TASKS ::
[1] Return the part of the interview transcript between "That's a fascinating" and "that's right yeah.", inclusive, copied word for word.
[2] List every sentence in the interview transcript that ends with a question mark.

TEXT SECTION ::
---

That's a fascinating history. I spent quite a few years working for the pembina institute, based out of drayton valley. Now, I didn't work um, I wasn't based out of drayton valley, but I spent a lot of time going up to drayton valley for meetings etc and over a five or six year period um having the the great opportunity of going there. So you probably know most people don't know where Drake Valley is, but I bet you do which is not far from Edmonton.

Michelle Connolly:

Yeah, that's right yeah.

Janet Sumner:

Yeah, and I also spent about seven years going back and forth working on oil caribou conservation planning in and around Edmonton. So that's Edmonton, a great stomping ground. Maybe we can. You talked about being a technician. I forget the term you used, but I just wanted to, because people hear these terms and they may not know what it means.

Janet Sumner:

And I have a vague idea of what it means, or I think I know what it means, but being a technician means you're out in the woods, right? You're out there stomping those grounds, is that? Is that correct, or am I?

---

Location identification entries
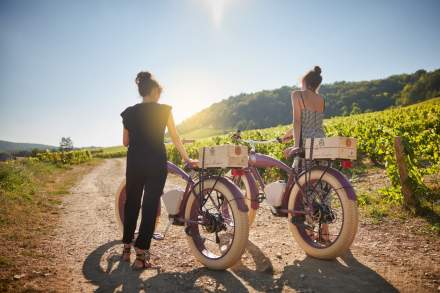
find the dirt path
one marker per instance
(384, 258)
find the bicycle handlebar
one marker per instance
(278, 139)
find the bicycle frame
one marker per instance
(191, 186)
(256, 182)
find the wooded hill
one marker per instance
(273, 107)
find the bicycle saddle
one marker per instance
(293, 151)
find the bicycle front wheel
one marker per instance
(324, 219)
(217, 230)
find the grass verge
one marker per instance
(30, 197)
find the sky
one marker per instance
(67, 68)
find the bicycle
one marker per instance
(212, 210)
(318, 200)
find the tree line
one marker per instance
(273, 107)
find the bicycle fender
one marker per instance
(253, 189)
(342, 180)
(177, 171)
(236, 193)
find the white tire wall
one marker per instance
(349, 227)
(241, 232)
(252, 213)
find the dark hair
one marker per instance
(313, 78)
(146, 83)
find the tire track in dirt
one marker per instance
(87, 249)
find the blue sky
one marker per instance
(67, 68)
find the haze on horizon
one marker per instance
(67, 68)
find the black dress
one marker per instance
(146, 168)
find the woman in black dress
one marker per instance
(144, 129)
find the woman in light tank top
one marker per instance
(308, 112)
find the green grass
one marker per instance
(204, 133)
(30, 194)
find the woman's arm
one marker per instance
(288, 136)
(125, 137)
(176, 139)
(296, 118)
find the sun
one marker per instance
(217, 9)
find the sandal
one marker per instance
(126, 251)
(143, 257)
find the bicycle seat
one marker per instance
(293, 151)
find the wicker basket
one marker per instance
(223, 156)
(336, 147)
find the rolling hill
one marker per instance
(12, 147)
(273, 107)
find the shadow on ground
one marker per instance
(343, 275)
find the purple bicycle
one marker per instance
(317, 199)
(213, 211)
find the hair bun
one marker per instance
(142, 76)
(317, 69)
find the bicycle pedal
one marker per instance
(158, 236)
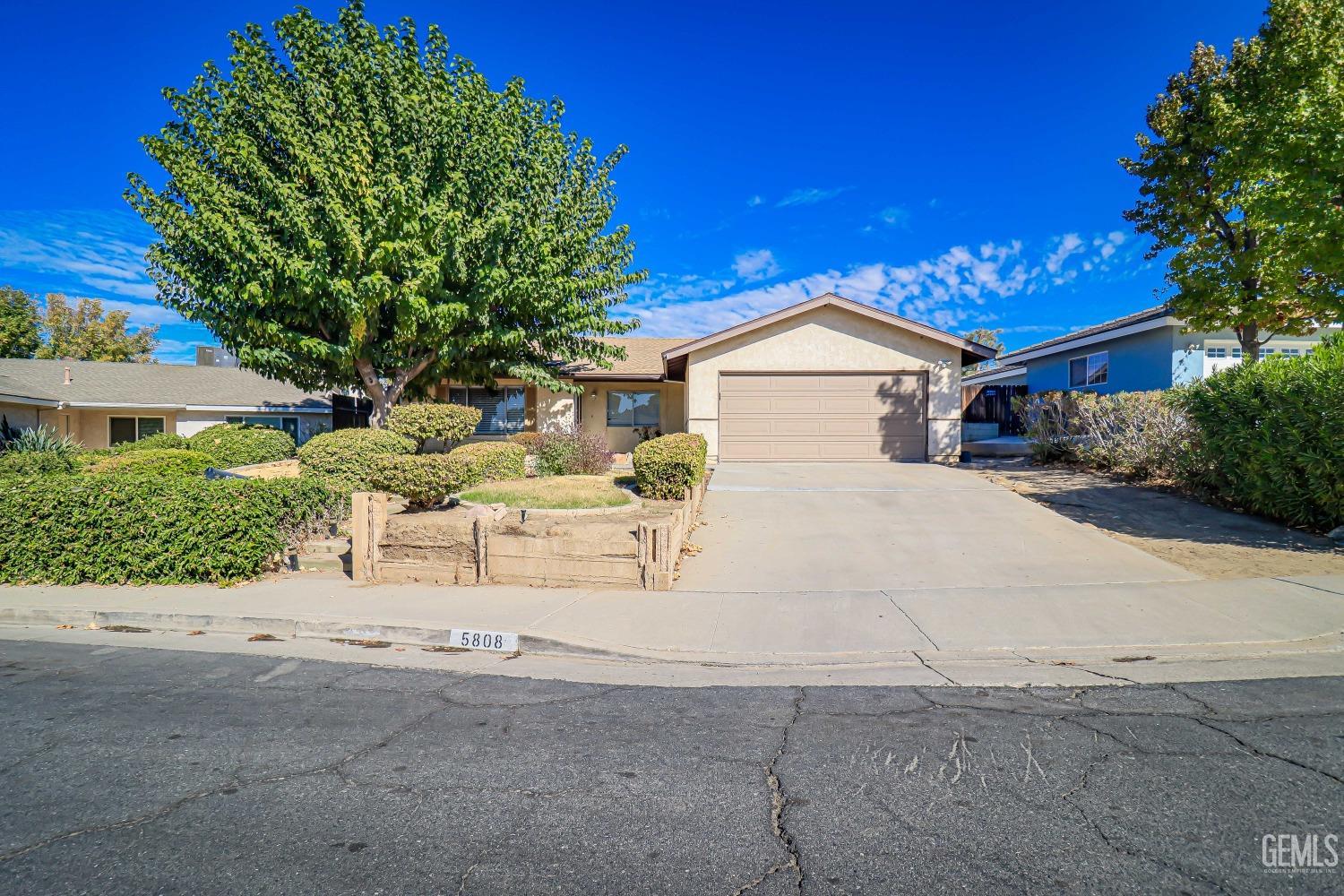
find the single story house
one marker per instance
(828, 379)
(102, 403)
(1148, 349)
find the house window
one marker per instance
(1089, 370)
(632, 409)
(288, 424)
(132, 429)
(502, 409)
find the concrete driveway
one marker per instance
(840, 527)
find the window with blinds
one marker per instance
(502, 409)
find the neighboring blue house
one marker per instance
(1142, 351)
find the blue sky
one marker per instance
(953, 163)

---

PER-TASK OUTPUTS ::
[1]
That's a fascinating history. I spent quite a few years working for the pembina institute, based out of drayton valley. Now, I didn't work um, I wasn't based out of drayton valley, but I spent a lot of time going up to drayton valley for meetings etc and over a five or six year period um having the the great opportunity of going there. So you probably know most people don't know where Drake Valley is, but I bet you do which is not far from Edmonton.

Michelle Connolly:

Yeah, that's right yeah.

[2]
- And I have a vague idea of what it means, or I think I know what it means, but being a technician means you're out in the woods, right?
- You're out there stomping those grounds, is that?
- Is that correct, or am I?